++++ RECORDS FOR THIS TASK ++++
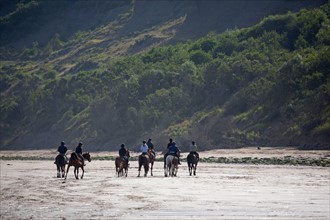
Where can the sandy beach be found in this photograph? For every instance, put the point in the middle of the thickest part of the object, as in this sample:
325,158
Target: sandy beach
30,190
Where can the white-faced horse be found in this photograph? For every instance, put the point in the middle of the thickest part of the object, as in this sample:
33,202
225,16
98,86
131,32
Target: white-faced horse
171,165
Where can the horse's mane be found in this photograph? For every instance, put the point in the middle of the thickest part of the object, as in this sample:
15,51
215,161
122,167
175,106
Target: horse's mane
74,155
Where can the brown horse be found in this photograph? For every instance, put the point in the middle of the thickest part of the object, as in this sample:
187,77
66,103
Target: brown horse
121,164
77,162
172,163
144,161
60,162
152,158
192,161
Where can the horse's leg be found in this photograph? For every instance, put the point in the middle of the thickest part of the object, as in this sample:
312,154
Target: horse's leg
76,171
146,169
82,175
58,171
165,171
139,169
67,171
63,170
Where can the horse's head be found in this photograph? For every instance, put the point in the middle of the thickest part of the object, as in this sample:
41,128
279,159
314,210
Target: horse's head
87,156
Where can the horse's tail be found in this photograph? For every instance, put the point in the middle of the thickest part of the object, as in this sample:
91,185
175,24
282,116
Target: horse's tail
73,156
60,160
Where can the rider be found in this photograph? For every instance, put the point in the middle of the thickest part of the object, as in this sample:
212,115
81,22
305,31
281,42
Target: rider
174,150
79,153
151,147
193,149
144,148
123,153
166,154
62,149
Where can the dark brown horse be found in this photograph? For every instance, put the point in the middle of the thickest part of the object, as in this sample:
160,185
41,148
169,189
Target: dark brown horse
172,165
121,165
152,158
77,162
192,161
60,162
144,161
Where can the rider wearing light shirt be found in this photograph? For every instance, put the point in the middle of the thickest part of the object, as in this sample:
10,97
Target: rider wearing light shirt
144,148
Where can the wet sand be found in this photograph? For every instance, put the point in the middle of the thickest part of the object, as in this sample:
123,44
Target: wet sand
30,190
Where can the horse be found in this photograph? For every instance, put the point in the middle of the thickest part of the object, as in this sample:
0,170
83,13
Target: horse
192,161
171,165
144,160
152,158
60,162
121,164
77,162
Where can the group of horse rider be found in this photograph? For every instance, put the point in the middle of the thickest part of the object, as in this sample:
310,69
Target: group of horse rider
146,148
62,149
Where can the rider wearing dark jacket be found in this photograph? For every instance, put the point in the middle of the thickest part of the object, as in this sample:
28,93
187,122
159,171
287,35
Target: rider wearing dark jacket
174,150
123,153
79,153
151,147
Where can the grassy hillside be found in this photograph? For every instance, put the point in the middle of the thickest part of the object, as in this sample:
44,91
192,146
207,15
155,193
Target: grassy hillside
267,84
++++
++++ RECORDS FOR THIS TASK ++++
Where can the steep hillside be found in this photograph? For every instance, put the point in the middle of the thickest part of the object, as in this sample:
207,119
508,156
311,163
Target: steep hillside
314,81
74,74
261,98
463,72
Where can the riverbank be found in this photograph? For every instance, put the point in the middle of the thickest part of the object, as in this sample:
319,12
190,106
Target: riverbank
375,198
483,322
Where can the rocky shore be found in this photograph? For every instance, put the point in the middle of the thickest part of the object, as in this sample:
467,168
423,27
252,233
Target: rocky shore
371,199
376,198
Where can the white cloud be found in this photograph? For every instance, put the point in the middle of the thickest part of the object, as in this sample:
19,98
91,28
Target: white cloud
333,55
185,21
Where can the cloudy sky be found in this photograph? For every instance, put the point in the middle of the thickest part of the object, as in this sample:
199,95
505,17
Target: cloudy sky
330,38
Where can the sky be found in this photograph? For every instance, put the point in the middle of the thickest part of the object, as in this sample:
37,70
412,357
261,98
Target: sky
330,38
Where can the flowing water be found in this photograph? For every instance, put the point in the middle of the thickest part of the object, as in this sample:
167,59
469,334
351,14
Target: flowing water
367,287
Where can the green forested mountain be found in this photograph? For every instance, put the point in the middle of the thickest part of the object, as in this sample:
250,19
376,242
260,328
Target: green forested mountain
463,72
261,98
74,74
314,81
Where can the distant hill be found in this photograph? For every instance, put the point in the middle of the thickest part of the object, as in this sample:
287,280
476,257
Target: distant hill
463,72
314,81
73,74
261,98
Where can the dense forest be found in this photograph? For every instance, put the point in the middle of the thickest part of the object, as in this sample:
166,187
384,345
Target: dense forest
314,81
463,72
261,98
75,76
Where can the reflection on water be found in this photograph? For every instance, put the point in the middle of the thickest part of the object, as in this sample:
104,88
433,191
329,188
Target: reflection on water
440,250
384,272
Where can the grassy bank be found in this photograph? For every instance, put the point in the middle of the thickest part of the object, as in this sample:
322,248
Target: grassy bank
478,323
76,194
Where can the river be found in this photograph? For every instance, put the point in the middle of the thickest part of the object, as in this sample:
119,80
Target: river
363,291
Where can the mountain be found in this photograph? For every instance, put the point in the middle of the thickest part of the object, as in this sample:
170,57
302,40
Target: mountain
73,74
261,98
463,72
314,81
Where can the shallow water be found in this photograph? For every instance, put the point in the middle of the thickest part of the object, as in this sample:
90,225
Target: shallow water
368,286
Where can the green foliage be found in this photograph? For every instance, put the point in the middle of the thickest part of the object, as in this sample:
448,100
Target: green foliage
++++
**PROMPT**
Pull out each line of the entries above in which the word "head" appears, copying every such line in full.

**WRITTEN ANSWER**
Where can the horse's head be found in this photograph? For every instance, put the point in the middle of the thickest part of the object, as in this sample:
Target: horse's head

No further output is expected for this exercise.